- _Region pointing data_

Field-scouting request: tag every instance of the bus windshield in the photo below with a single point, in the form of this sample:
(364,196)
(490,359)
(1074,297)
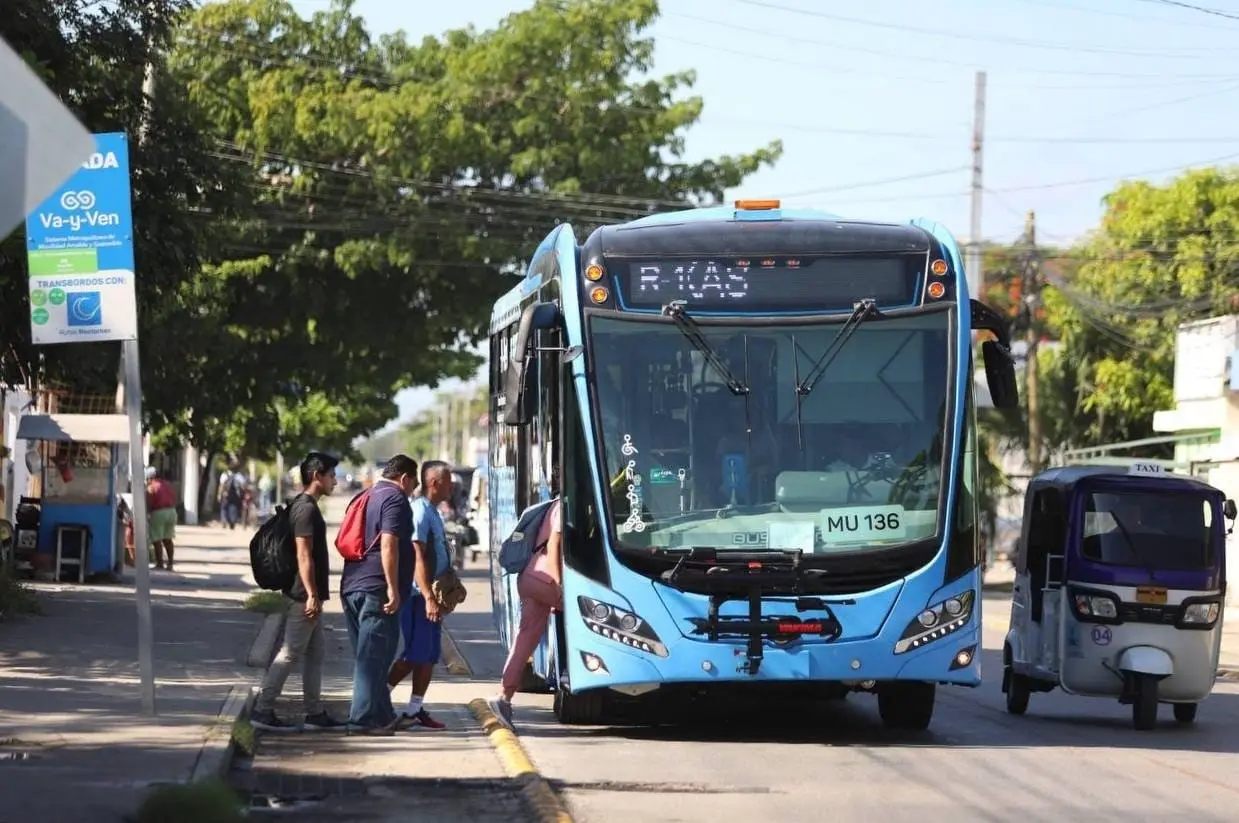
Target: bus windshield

- _WORK INSTRUCTION_
Scan the data for the string "windshield" and copy each line in which it occurs.

- _WORKED SOLUTION_
Field-scouting request: tag every instance of the bus windshield in the photo below with a single point, in the form of this sample:
Target: bus windshield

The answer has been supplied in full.